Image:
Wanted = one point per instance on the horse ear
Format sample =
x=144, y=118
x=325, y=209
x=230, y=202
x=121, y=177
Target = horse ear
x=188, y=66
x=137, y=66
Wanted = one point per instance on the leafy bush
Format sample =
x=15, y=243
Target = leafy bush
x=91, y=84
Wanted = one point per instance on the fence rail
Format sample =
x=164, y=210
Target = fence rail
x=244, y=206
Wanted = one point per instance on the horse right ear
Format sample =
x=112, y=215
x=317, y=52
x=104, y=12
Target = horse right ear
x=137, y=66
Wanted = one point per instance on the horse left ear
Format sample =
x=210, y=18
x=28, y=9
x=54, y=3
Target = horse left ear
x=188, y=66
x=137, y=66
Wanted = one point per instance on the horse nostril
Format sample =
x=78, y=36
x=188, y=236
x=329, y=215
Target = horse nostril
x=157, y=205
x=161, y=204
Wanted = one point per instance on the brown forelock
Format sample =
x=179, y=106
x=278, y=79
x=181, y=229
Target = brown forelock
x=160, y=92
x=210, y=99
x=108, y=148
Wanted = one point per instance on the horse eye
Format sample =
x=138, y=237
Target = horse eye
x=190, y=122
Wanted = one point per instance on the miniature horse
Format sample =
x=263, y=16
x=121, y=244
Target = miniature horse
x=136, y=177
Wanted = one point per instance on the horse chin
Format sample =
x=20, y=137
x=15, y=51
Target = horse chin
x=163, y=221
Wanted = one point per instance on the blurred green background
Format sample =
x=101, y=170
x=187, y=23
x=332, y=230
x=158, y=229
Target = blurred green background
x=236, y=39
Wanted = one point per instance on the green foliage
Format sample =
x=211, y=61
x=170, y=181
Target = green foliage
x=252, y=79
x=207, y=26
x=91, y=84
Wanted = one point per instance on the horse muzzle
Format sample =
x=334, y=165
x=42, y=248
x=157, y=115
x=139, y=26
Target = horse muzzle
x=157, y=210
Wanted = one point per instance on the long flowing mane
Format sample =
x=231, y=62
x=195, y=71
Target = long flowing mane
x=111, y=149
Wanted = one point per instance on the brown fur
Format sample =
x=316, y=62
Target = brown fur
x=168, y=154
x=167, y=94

→ HOW TO COMPLETE THIS TASK
In the listing above, transcribe exactly everything from the line containing "Wanted = one point per instance on the horse ear" down to the line containing "x=164, y=210", including both and nothing more.

→ RESPONSE
Wanted = one point per instance on the horse ear
Format sample =
x=144, y=118
x=325, y=209
x=230, y=202
x=121, y=177
Target = horse ear
x=188, y=66
x=137, y=66
Wanted = one point per instance on the leafy bush
Format sample =
x=15, y=243
Target = leafy bush
x=91, y=84
Wanted = one point per instance on the fence rail
Format sample =
x=164, y=210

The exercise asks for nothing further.